PROBLEM REQUIREMENTS ->
From the line holding "Target: green plant" to the final line of the entries, set down each line exactly, including both, and nothing more.

MATERIAL FOR THIS EXERCISE ->
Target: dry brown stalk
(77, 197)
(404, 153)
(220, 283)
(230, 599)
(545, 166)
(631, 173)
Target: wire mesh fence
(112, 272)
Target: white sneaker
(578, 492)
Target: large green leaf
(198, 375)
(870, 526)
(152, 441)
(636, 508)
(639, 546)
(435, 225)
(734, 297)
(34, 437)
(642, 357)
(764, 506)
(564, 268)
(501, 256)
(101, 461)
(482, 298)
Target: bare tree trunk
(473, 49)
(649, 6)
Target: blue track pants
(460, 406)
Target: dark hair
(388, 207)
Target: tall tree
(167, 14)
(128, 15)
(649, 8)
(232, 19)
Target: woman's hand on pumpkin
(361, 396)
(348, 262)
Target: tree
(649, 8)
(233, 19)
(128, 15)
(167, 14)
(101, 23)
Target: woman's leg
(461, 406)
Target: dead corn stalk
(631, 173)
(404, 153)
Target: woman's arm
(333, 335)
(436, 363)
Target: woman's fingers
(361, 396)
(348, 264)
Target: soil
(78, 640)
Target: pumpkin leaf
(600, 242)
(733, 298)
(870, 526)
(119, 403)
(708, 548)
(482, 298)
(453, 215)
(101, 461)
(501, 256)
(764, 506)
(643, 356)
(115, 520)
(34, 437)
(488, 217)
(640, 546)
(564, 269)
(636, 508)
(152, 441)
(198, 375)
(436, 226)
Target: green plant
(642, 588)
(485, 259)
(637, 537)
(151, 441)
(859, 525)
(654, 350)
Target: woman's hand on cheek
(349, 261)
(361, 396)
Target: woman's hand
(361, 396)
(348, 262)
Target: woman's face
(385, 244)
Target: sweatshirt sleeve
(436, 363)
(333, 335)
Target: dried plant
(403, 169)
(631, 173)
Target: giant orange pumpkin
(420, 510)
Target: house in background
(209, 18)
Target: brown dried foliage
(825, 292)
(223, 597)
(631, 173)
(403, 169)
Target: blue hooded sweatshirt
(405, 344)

ANSWER TO THIS EXERCISE ->
Target: green plant
(642, 588)
(485, 259)
(637, 537)
(151, 441)
(859, 525)
(654, 350)
Target: woman's hand on cheek
(349, 261)
(361, 396)
Target: woman's hand
(361, 396)
(348, 262)
Target: woman's face
(385, 244)
Target: sweatshirt sleeve
(436, 363)
(333, 335)
Target: dried plant
(403, 169)
(631, 173)
Target: giant orange pumpkin
(420, 510)
Target: house in background
(209, 18)
Target: brown dried foliage
(825, 292)
(223, 597)
(631, 173)
(403, 169)
Target: blue hooded sweatshirt
(405, 344)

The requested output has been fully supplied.